## Prompt 1
In the passage on loving one's enemies, what did Jesus tell his followers to buy?
## Prompt 2
List every person the passage on loving one's enemies names when it asks where the voices are that guide us to love them.

## Selected passage
Nothing unites us like love but against our enemies, nothing like hatred. We are witnessing the results of it as history repeats itself again – threats from the experts at hating their enemies right before our eyes, from autoc­ratic leaders to rageful neigh­bors.

Hate unites because it kills the conscience with the mindless anger needed to do what cannot or should not be done with a conscience. But is it that loving an enemy makes us too weak to do what we think must be done to survive or does it show us what we really need to do but we refuse? This is not a religious discussion, even though Jesus taught it, but he also told his followers to buy swords to defend themselves. It is just that nations have a long history of defending themselves out of hatred not love.

Where are the voices today guiding us to love Vladimir Putin, Xi Jinping and Kim Jong-un, or should there be? We will take a close look at Jesus’ teaching on this matter, but this is not a religious book. For looking at this teaching only religiously has been part of the problem.

To confront autocracy and rageful neighbors or at least live with them, the kind of love he taught would have to have an anger all its own that unites us. Not just to protect, it must be an anger that allows us to see enemies as equals, not inhuman as the anger of hatred makes us do. The anger of love fights nobly rather than inhu­manely, for it is mindful anger. But what is the methodology behind it? Without allowing us to lose our conscience, it comes from the mind of the heart.    

We cannot be united through it though if it depends on everyone being Christian. Thinking that we must comes from looking at his teaching only through religious eyes. Jesus said that if we do not believe in him, we should at least believe his works. Teaching us to love our enemies was his greatest work for all humanity, believers and nonbelievers alike.

First, we must be able to look at this teaching without any beliefs associated with it, to just focus on the deeper method he taught behind it. If we are Chris­tians or of any other religion, we can do both but should not let our beliefs interfere with the reasoning. Autocracy and rageful neighbors are betting we cannot unite around it, but when approached this way, it does not require a miracle.

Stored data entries
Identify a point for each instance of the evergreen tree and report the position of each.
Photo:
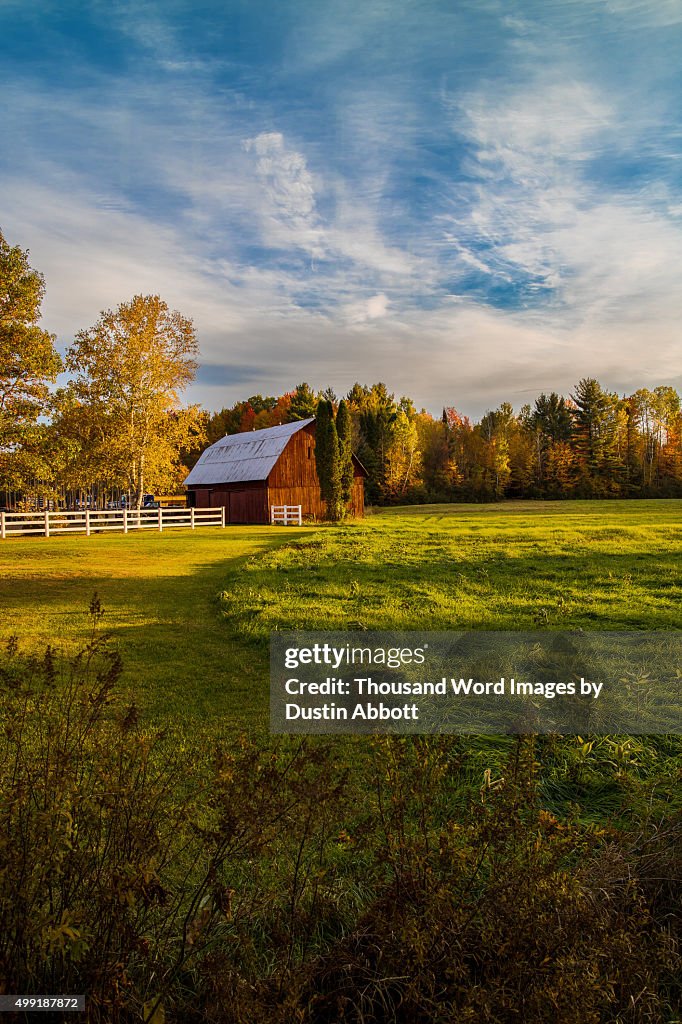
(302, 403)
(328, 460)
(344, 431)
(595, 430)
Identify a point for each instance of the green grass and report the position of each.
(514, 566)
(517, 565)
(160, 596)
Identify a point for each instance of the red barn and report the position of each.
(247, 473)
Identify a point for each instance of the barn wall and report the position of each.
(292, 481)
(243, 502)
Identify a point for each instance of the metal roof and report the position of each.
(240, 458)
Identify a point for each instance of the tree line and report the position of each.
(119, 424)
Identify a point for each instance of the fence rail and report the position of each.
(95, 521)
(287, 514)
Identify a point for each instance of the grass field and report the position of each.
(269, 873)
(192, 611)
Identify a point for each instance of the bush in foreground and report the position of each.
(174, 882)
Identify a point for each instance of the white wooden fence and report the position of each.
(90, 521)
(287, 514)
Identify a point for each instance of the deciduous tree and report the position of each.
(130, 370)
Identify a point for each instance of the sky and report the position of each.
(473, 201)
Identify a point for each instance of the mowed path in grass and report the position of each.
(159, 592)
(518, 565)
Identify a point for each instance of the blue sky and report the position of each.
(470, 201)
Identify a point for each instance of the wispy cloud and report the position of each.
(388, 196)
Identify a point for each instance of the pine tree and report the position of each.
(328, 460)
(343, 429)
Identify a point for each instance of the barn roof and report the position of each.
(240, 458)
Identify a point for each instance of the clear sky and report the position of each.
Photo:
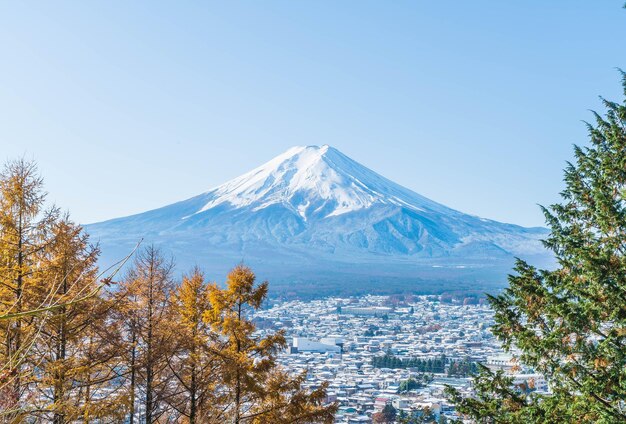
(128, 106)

...

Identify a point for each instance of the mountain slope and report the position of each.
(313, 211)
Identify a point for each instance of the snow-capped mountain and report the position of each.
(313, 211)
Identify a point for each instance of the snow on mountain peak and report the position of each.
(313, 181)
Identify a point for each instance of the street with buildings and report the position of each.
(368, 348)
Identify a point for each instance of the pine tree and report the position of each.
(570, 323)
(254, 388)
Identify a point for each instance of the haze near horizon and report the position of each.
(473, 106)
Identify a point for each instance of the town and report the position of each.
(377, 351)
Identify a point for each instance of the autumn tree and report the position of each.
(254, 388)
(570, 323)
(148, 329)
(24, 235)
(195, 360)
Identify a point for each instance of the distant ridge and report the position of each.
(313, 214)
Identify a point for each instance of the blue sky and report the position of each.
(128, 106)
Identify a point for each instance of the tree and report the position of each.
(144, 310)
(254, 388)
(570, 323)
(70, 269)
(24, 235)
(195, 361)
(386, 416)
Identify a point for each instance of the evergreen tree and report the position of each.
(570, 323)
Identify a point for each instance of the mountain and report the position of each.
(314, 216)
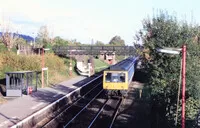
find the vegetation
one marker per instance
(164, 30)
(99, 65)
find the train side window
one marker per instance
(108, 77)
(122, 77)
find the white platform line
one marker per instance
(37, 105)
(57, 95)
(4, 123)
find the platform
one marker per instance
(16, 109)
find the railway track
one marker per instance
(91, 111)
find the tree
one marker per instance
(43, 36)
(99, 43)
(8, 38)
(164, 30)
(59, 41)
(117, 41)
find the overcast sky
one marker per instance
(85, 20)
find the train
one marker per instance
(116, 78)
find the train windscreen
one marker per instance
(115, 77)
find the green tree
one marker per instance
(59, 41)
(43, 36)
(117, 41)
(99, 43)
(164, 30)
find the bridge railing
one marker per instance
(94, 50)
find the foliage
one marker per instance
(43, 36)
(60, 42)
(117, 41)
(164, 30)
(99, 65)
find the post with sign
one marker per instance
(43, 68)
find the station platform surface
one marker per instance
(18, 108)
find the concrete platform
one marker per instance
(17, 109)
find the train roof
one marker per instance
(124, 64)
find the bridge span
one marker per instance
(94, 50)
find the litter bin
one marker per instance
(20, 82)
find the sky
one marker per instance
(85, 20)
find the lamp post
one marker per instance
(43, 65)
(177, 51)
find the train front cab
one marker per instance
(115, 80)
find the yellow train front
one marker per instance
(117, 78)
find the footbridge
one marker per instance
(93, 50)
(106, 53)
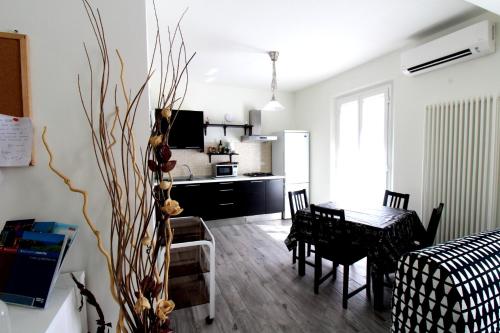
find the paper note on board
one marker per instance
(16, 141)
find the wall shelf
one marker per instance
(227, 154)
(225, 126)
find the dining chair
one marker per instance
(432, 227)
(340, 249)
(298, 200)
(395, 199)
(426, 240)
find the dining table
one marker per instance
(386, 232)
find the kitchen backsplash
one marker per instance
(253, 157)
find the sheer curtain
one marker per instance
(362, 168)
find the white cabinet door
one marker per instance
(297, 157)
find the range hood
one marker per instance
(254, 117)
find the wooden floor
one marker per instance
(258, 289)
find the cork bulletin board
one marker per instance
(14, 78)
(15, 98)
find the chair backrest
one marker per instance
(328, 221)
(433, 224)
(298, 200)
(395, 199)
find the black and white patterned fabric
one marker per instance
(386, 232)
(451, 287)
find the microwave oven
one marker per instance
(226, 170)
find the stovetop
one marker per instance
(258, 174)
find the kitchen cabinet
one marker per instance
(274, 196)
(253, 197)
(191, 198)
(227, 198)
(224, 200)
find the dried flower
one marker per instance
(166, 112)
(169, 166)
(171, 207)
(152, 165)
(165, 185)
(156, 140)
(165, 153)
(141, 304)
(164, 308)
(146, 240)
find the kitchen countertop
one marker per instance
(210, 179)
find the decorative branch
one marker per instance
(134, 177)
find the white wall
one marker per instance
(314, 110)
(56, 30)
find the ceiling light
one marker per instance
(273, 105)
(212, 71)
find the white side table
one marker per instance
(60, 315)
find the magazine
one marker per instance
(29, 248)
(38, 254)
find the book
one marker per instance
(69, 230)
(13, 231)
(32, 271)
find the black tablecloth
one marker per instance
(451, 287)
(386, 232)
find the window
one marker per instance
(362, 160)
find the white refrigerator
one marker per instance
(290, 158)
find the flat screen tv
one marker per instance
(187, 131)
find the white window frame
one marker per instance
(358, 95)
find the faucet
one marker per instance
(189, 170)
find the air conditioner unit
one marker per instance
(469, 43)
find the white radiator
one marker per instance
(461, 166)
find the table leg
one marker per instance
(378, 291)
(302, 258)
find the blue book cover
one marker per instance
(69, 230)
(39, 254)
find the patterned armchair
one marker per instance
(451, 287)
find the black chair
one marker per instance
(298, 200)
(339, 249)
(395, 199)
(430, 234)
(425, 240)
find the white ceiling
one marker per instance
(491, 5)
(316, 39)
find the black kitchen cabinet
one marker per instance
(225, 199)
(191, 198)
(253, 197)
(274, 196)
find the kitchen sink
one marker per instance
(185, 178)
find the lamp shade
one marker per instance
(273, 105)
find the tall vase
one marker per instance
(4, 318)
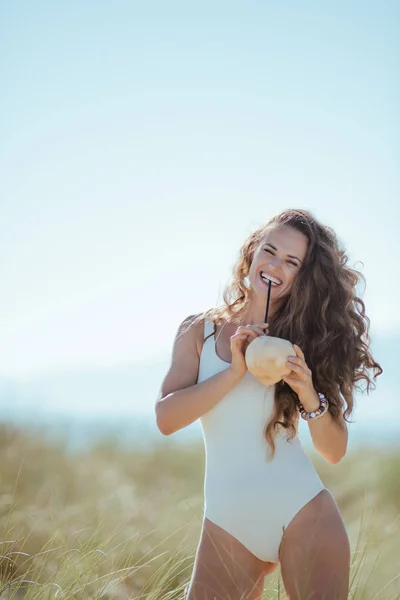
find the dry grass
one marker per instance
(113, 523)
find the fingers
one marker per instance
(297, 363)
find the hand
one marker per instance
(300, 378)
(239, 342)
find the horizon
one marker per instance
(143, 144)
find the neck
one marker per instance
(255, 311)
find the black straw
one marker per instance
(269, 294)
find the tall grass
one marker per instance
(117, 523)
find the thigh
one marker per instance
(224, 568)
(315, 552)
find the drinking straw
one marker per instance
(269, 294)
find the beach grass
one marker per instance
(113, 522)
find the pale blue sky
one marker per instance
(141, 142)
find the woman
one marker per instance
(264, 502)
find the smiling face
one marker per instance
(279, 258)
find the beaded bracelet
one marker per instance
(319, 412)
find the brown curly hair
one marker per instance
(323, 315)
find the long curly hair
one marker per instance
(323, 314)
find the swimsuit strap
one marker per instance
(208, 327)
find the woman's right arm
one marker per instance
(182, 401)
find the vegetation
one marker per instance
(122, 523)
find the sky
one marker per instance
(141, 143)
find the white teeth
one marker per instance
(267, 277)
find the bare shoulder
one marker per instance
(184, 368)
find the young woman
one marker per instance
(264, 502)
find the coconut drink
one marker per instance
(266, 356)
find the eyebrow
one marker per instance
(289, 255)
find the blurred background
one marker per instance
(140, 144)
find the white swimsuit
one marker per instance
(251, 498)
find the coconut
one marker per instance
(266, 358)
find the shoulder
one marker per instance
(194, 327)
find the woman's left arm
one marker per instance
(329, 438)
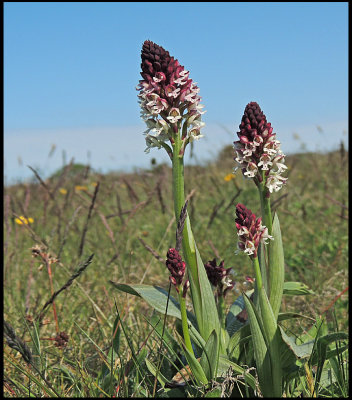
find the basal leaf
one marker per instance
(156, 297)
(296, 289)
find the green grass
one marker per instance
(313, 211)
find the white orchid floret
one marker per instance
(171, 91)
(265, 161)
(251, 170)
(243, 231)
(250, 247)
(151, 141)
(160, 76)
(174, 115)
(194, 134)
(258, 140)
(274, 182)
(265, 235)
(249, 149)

==

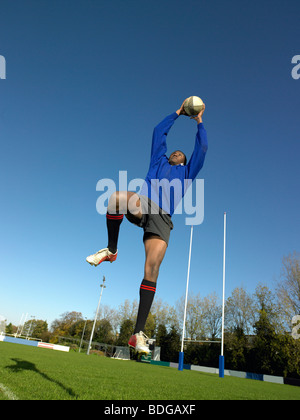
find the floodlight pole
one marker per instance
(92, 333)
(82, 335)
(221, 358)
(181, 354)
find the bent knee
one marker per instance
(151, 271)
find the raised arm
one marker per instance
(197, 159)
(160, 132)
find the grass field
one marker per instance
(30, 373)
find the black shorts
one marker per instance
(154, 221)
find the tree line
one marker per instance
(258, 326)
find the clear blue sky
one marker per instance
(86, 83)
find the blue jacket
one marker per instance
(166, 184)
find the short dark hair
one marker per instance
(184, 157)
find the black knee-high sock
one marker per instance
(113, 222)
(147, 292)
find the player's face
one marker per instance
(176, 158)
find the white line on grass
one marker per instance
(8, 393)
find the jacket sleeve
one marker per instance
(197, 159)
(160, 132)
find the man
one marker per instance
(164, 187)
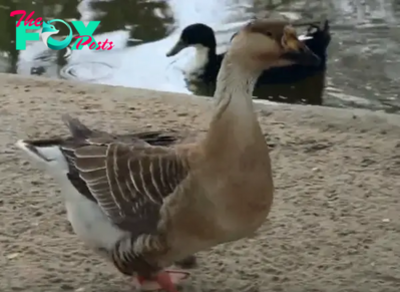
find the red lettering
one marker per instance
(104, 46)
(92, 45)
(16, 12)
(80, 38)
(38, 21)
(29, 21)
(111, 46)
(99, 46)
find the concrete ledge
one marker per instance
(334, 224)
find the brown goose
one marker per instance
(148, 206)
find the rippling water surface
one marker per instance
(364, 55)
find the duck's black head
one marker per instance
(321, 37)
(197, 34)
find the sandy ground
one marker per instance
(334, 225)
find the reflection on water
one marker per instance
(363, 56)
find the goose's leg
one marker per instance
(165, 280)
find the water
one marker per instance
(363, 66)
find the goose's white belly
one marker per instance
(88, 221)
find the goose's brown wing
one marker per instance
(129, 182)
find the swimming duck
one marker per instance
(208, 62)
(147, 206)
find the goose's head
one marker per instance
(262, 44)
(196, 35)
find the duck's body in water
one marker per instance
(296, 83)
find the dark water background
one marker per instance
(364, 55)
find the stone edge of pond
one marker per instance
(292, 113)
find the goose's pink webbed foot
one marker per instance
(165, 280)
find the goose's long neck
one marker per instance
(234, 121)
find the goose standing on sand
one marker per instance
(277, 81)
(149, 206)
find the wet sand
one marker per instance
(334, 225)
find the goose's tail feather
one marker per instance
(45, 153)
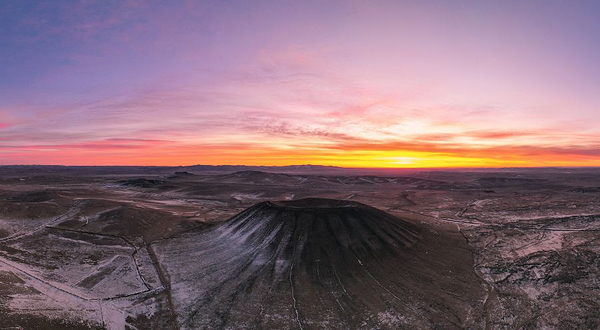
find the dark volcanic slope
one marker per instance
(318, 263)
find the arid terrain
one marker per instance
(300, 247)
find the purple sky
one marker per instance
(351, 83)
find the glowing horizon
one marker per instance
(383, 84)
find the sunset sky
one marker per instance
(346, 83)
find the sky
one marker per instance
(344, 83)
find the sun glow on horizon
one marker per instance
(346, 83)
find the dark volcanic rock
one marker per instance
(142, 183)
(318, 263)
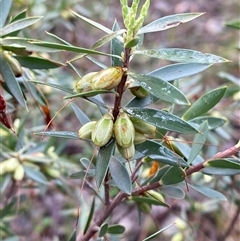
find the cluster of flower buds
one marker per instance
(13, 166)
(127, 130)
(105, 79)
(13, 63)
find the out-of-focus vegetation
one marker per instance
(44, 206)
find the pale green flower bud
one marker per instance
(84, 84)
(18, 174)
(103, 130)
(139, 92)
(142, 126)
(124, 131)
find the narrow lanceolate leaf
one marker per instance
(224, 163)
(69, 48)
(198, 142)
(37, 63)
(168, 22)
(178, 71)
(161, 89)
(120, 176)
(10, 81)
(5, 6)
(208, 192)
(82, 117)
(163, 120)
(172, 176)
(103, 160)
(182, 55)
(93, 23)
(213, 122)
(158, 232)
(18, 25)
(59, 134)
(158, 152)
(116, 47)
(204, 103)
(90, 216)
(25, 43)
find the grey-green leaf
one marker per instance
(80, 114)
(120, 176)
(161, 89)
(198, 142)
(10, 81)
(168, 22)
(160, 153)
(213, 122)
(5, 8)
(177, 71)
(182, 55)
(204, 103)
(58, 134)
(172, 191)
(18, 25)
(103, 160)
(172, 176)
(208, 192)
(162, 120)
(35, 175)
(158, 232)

## Solution 1
Swords, to defend themselves.

## Solution 2
Vladimir Putin, Xi Jinping, Kim Jong-un